[Start of section]
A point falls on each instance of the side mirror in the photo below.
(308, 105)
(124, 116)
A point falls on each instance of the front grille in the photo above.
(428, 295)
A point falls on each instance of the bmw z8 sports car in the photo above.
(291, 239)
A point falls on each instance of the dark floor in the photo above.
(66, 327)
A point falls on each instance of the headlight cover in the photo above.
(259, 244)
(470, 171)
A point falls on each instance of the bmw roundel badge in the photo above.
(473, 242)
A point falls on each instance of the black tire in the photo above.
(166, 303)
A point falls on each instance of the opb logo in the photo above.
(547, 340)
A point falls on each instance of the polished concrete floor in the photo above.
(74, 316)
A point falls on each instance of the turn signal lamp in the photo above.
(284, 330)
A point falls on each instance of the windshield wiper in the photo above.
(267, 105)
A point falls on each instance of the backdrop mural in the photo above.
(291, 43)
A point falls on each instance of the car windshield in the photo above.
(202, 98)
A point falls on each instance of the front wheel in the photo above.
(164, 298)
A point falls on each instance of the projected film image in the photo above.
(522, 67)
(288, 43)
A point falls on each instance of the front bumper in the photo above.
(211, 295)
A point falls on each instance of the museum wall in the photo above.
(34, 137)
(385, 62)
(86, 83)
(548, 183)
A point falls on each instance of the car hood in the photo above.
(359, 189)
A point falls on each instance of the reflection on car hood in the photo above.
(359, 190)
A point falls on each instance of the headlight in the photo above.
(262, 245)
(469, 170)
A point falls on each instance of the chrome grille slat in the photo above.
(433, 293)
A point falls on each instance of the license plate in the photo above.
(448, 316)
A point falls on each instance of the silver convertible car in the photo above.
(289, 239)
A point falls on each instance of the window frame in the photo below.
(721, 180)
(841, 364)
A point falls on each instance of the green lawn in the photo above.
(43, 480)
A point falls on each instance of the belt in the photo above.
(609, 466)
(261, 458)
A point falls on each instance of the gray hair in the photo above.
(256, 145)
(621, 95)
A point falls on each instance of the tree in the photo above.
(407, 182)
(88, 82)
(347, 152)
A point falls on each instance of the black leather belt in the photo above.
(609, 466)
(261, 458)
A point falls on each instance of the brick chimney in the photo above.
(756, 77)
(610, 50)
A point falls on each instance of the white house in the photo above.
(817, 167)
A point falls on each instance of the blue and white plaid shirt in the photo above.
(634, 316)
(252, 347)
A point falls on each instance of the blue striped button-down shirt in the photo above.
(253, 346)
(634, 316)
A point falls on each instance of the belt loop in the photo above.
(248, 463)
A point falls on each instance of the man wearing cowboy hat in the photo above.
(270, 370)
[End of section]
Set down the data above once more so that nothing differs from the original.

_Result below_
A point falls on each instance of the side mirror in the photo below.
(308, 105)
(124, 116)
A point falls on each instance of the front grille in the photo above.
(428, 295)
A point falls on each instance of the bmw z8 sports car in the photo above.
(291, 239)
A point falls on each instance of the dark floor in the photo above.
(66, 327)
A point falls on each instance of the headlight cover in the photo above.
(259, 244)
(470, 171)
A point falls on each instance of the bmw roundel badge in the photo above.
(473, 242)
A point falls on each instance of the black tire in the photo above.
(166, 303)
A point falls on each instance of the opb logo in the photo above.
(547, 340)
A point falls on each instance of the polished concrete floor in the photo above.
(74, 316)
A point falls on each instance of the turn signal lamp in the photo above.
(284, 330)
A point falls on each instance of the windshield wiper in the photo above.
(267, 105)
A point falls on each instance of the backdrop mural in the photo above.
(291, 43)
A point falls on each instance of the car windshield in the photo above.
(202, 98)
A point falls on each instance of the front wheel in the photo above.
(164, 298)
A point falls on each instance of the projected film image in the photo above.
(522, 67)
(288, 43)
A point falls on each instance of the front bumper in the photo above.
(211, 295)
A point falls on each instance of the museum wall in the photo above.
(34, 137)
(385, 62)
(86, 83)
(548, 183)
A point falls on each instance of the car hood in the photo above.
(359, 189)
A point falls on each instance of the reflection on car hood in the photo above.
(359, 190)
A point falls on each instance of the headlight in the photo above.
(262, 245)
(469, 170)
A point falls on each instance of the chrome grille slat in the photo above.
(433, 293)
A point falls on each instance of the license plate in the photo above.
(448, 316)
A point falls on each instance of the silver convertible car in the photo above.
(289, 239)
A point falls on each instance of the window frame in the photo below.
(721, 180)
(841, 364)
A point falls on each instance of the green lawn in the photo above.
(43, 480)
A point falls on each instance of the belt in the photo above.
(609, 466)
(261, 458)
A point falls on each instance of the gray hair in the photo above.
(256, 145)
(621, 95)
A point falls on each instance of the tree in the photo above.
(407, 182)
(88, 82)
(347, 152)
A point falls on each instance of the black leather belt in the photo above.
(609, 466)
(261, 458)
A point falls on each instance of the brick chimney in the photo above.
(756, 77)
(610, 50)
A point falls on each instance of the white house in the photo above.
(817, 167)
A point falls on each instance of the blue and white plaid shirt in the photo above.
(634, 316)
(252, 347)
A point falls on each instance of the blue striped button-down shirt in the photo above.
(253, 346)
(634, 316)
A point falls on each instance of the belt loop in the photo above.
(248, 463)
A point falls on each instance of the man wearing cowboy hat in the photo above.
(270, 370)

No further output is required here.